I’m going to go out on a limb here, and say we can probably discount two of these.
A second Coronavirus wave is certainly a threat, but we will be better prepared logistically and in terms of therapies. We’ll know enough about how it infects and kills to manage a second partial lockdown better. Better contact tracing will make the response far more targeted and measured. The damage from subsequent waves could be contained – if we are prepared.
I also doubt the Euro and The EU will simply implode. It’s gone this far, and it will keep grinding on in a sub-optimal fashion for years yet. I’d bet the Euro eventually implodes or morphs into something more focused – but it’s a while down the road. What it does mean is years and years of continuing European underperformance.
The area that does worry me is Unemployment.
We may eventually find a vaccine for the virus, but not everyone can be saved from the coming recession. All around the globe corporates are looking at the recessionary outlook. Naturally, they are scaling back investment plans, rejigging targets and budgets, and looking to prepare for a number of lean years – which means cost savings and head count cuts. Let’s assume – as UK ministers admit – that 1 in 5 furloughed workers never return to work. Add that to the number of companies that will remain permanently closed – and its clear we’re in for potentially decades of trouble.
When the economy recovers, the lost jobs will have gone permanently.
I admit I am worried about my kids – one of them has already seen his salary cut and is working 14-hours a day for a company that has had to furlough 80% of staff. My daughter lost both her jobs (her main one in design, and the weekend job she was paying her rent with), but she’s now got a min-wage gig as a barrista – which she loves as it gets her meeting people. I am lucky they are so self reliant… but litterly millions of under 30 year olds in the UK working in hospitality, tourism and retail are going to struggle!
All round the global economy a whole generation of young adults and teenagers are going to find their roles on the bottom rungs of the corporate ladder to be stifled. That could play out badly.
Finally, but I have to take yet another pop at Bloomberg this morning.

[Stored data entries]
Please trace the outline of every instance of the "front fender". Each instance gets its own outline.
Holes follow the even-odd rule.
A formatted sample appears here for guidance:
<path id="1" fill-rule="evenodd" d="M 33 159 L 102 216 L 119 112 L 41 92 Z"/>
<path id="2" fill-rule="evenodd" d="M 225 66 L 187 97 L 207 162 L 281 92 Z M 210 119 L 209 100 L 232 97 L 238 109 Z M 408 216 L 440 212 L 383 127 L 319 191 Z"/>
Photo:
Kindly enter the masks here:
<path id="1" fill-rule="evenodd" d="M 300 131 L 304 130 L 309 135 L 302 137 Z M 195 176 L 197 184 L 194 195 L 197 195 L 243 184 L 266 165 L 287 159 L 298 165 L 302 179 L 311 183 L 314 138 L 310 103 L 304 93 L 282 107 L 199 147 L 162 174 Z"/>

* [Exercises to complete]
[1] In the commentary on the post-pandemic economy, what share of furloughed workers do UK ministers admit may never return to work?
[2] Write the next few sentences of the commentary on the post-pandemic economy, picking up after its last line.

* [Answers provided]
[1] 1 in 5

[2]
I read a truly extraordinary “article” yesterday: “Merkel and Macron Conjure Hamilton Moment to Fight Euro Break-Up”. I am not hyperlinking it because it’s just a too embarrassingly silly opinion piece that is not news. The authors suggest the deal cobbled together by the EU, Germany and France is a brilliant diplomatic solution to save Europe and the Euro (which it is not), but also it’s a deal worthy of “Alexander Hamilton” – which is utterly irrelevant tosh.
Oh! these clever Americans. Apparently, all we need to save Europe is a better understanding of US financial history, and everything will be fine. Please. The travails of a half-baked political compromise between the unelected Brussels technocrats, France and Germany which will take at least a year to reach fruition, have zero to do with the first US treasury secretary who became of post-factual sensation because of a recent hip-hop musical fitting a story of “America then, as told by America now.” Its irrelevant to Europe.
Having read the book and not seen the musical, Hamilton is a fascinating character. I can confidently state the reality is the creation of a centralised US treasury and single currency shared by all the culturally aligned 13 states of the fledgling US in 1790 under Hamilton illustrates exactly why the Euro won’t work.
Or watch it when it comes out on Netflix next month and figure out the lessons…
For the record – the new Euro Recovery Fund has already run into to roadblocks from Austria, Sweden, Denmark and Holland. They don’t want the EU dishing out grants, they want it charging for loans. It also appears the fund won’t be up and running till 2021, which bodes ill for Southern European economies facing a 20% plus tourism hit this year, in addition to all the other economic damage the Virus is doing!